══ PASSAGE TO READ ══
Keywords Anti-Bacterial Agents, pharmacology, Biological Transport, Active, Dimerization, Endoplasmic Reticulum, drug effects, metabolism, Gastric Mucins, biosynthesis, Glycosylation, Golgi Apparatus, drug effects, metabolism, Humans, Mucin-2, Mucins, metabolism, Neoplasm Proteins, metabolism, Subcellular Fractions, metabolism, Tumor Cells, Cultured, Tumor Markers, Biological, Tunicamycin, pharmacology, Ultracentrifugation
Subject categories Medical Biotechnology (with a focus on Cell Biology (including Stem Cell Biology), Molecular Biology, Microbiology, Biochemistry or Biopharmacy)

Abstract

Pulse-chase experiments in the colon cell line LS 174T combined with subcellular fractionation by sucrose density gradient centrifugation showed that the initial dimerization of the MUC2 apomucin started directly after translocation of the apomucin into the rough endoplasmic reticulum as detected by calnexin reactivity. As the mono- and dimers were chased, O-glycosylated MUC2 mono- and dimers were precipitated using an O-glycosylation-insensitive antiserum against the N-terminal domain of the MUC2 mucin. These O-glycosylated species were precipitated from the fractions that comigrated with the galactosyltransferase activity during the subcellular fractionation, indicating that not only MUC2 dimers but also a significant amount of monomers are transferred into the Golgi apparatus. Inhibition of N-glycosylation with tunicamycin treatment slowed down the rate of dimerization and introduced further oligomerization of the MUC2 apomucin in the endoplasmic reticulum. Results of two-dimensional gel electrophoresis demonstrated that these oligomers (putative tri- and tetramers) were stabilized by disulfide bonds. The non-N-glycosylated species of the MUC2 mucin were retained in the endoplasmic reticulum because no O-glycosylated species were precipitated after inhibition by tunicamycin. This suggests that N-glycans of MUC2 are necessary for the correct folding and dimerization of the MUC2 mucin.
═══
══ RECORDED INFORMATION ══
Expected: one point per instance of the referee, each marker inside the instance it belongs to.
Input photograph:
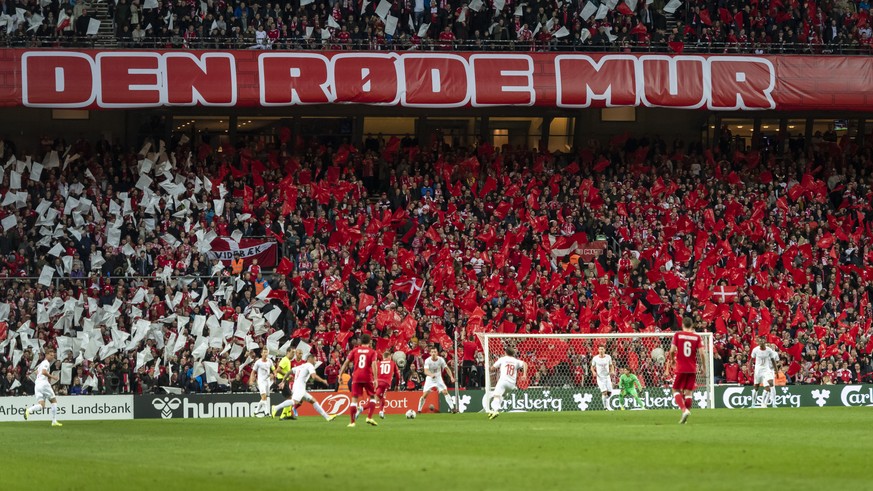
═══
= STUDY QUESTIONS =
1 - Using the abstract, please answer each item below.
(a) In which colon cell line were the pulse-chase experiments carried out?
(b) What treatment was used to inhibit N-glycosylation?
(c) According to the two-dimensional gel electrophoresis results, what stabilized the putative tri- and tetramers?
2 - For each statement below, decide whether the abstract supports it. Answer yes or no, and quote the words from the abstract that settle it.
(a) Only MUC2 dimers, and no monomers, are transferred into the Golgi apparatus.
(b) Tunicamycin treatment sped up the dimerization of the MUC2 apomucin.
(c) No O-glycosylated species were precipitated after tunicamycin inhibition.

= RESPONSES TO THE TASKS =
1 -
(a) LS 174T
(b) Tunicamycin treatment
(c) Disulfide bonds

2 -
(a) No: "not only MUC2 dimers but also a significant amount of monomers are transferred into the Golgi apparatus"
(b) No: "Inhibition of N-glycosylation with tunicamycin treatment slowed down the rate of dimerization"
(c) Yes: "no O-glycosylated species were precipitated after inhibition by tunicamycin"